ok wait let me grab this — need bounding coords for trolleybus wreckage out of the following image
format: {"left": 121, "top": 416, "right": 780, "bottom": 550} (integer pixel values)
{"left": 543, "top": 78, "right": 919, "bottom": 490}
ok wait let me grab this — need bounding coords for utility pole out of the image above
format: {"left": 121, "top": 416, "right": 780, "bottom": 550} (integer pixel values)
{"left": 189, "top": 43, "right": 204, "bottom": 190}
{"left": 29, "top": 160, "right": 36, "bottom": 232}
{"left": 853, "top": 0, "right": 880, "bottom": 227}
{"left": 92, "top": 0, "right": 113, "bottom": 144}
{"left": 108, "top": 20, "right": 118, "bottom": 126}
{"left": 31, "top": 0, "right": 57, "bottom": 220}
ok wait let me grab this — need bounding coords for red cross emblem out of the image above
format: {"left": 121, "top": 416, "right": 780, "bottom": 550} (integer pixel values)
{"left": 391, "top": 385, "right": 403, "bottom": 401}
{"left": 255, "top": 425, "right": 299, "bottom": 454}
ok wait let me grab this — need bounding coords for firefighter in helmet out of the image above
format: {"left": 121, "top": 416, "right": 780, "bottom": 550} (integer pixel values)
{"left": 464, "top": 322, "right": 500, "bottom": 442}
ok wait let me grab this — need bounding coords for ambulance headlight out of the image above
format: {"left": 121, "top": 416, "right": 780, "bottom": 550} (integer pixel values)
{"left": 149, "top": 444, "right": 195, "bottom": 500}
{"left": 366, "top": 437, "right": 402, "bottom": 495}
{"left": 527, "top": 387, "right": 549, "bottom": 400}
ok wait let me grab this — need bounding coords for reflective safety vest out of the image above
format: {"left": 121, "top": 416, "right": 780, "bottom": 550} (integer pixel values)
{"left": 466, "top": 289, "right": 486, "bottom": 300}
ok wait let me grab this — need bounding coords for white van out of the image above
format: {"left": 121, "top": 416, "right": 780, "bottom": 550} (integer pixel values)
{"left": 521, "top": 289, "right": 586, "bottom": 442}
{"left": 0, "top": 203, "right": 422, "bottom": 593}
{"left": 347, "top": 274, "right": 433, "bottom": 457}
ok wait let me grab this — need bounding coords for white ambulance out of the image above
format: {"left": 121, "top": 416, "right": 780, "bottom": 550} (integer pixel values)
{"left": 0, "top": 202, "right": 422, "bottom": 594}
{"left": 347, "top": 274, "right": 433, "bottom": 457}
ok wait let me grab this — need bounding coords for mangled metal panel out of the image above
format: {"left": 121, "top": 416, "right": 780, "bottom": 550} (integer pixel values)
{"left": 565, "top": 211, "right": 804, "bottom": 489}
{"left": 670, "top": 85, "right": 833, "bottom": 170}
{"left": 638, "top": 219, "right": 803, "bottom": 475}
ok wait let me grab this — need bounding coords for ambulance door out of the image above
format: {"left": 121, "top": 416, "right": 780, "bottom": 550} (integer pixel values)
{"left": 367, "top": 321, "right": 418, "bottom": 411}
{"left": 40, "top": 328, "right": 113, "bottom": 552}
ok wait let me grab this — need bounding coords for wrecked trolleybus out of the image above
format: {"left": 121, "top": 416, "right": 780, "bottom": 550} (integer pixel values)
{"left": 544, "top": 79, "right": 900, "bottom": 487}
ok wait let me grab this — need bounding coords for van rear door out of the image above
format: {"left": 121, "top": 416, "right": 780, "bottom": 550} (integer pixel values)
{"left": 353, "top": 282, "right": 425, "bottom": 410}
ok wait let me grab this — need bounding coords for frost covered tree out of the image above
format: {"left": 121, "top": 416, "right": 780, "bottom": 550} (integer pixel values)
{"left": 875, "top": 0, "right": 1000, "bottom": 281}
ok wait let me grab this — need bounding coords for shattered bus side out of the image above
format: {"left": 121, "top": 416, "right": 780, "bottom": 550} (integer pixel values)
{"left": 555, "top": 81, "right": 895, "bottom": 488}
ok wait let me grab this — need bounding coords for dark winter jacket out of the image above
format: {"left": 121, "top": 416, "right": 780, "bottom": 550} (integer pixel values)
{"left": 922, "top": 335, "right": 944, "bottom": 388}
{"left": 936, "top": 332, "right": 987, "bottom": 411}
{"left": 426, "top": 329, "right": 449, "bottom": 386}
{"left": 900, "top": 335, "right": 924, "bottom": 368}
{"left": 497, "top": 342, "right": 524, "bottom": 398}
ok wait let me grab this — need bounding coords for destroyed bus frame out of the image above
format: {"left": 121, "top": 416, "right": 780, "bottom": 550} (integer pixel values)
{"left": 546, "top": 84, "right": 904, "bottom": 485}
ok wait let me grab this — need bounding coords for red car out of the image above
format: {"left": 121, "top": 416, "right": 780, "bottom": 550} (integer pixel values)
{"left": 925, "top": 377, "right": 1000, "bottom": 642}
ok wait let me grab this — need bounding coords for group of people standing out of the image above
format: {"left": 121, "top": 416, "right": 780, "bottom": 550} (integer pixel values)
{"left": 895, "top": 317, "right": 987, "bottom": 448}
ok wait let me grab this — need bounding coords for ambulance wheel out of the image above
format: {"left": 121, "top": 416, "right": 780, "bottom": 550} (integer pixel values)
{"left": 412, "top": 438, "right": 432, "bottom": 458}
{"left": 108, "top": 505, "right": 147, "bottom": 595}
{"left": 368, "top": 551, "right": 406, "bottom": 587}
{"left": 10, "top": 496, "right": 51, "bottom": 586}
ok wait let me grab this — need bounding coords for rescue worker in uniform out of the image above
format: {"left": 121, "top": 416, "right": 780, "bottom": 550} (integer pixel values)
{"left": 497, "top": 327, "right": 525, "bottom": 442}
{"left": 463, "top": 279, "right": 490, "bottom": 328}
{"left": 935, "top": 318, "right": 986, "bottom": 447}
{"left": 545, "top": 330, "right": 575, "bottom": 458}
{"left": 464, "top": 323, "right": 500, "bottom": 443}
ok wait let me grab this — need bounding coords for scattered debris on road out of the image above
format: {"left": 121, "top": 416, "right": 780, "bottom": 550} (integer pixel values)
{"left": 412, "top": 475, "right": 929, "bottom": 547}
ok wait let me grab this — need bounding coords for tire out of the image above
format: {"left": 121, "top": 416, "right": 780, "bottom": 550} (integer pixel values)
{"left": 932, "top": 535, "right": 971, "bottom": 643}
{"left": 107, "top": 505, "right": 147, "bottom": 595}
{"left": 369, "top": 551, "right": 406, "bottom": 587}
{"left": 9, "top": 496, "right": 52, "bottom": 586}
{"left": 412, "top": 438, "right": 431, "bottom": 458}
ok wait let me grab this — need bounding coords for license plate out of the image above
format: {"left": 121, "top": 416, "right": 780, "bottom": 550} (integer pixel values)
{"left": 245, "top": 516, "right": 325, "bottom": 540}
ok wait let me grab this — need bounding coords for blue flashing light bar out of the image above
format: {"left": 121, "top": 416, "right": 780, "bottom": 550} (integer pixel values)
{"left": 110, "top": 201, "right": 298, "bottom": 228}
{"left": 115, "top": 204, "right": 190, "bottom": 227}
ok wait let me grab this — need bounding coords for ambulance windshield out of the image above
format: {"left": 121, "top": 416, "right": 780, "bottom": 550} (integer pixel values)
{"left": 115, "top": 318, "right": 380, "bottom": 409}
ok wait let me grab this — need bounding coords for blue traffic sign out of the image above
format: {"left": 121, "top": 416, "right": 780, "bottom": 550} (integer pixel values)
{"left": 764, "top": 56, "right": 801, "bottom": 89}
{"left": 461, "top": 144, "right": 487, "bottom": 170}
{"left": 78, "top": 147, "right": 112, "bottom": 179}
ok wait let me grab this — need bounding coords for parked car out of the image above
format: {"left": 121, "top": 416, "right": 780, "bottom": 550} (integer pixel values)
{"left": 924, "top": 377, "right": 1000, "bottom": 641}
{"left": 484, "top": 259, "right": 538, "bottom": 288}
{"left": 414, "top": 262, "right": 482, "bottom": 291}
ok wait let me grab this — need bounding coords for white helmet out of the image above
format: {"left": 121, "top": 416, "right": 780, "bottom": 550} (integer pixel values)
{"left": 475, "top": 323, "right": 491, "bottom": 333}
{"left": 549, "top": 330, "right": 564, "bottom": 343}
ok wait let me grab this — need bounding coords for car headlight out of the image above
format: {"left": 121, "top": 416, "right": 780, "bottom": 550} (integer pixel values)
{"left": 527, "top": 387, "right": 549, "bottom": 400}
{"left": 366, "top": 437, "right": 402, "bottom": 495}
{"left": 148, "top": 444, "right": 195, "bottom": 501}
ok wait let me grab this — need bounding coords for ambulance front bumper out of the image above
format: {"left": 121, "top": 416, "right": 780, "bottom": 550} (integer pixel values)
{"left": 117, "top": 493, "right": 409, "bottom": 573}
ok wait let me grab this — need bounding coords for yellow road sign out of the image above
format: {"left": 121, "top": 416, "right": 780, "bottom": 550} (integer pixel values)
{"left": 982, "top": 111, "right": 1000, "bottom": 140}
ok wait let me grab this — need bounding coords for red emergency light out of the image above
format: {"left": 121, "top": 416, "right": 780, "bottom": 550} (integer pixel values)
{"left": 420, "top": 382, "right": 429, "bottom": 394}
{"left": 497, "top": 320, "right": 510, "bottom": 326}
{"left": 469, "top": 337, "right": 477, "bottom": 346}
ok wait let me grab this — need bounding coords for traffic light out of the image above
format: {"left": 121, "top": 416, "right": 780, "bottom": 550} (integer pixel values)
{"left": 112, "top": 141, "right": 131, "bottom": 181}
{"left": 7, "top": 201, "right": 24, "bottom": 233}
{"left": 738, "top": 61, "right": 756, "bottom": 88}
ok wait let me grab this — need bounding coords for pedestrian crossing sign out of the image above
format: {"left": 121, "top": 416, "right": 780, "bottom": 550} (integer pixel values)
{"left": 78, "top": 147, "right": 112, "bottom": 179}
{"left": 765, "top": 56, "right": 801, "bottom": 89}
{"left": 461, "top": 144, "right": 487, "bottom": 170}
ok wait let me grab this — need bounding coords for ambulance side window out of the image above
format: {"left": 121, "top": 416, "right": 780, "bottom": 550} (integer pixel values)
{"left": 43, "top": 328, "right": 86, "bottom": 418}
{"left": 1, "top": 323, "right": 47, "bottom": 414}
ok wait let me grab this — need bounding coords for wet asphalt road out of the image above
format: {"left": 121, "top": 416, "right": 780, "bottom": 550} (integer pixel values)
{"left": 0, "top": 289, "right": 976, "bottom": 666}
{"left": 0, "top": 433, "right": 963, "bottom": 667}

☆ ☆ ☆ ☆

» What you are asked to do
Your answer should be a single number, namely how many lines of the data above hold "door".

» Your response
2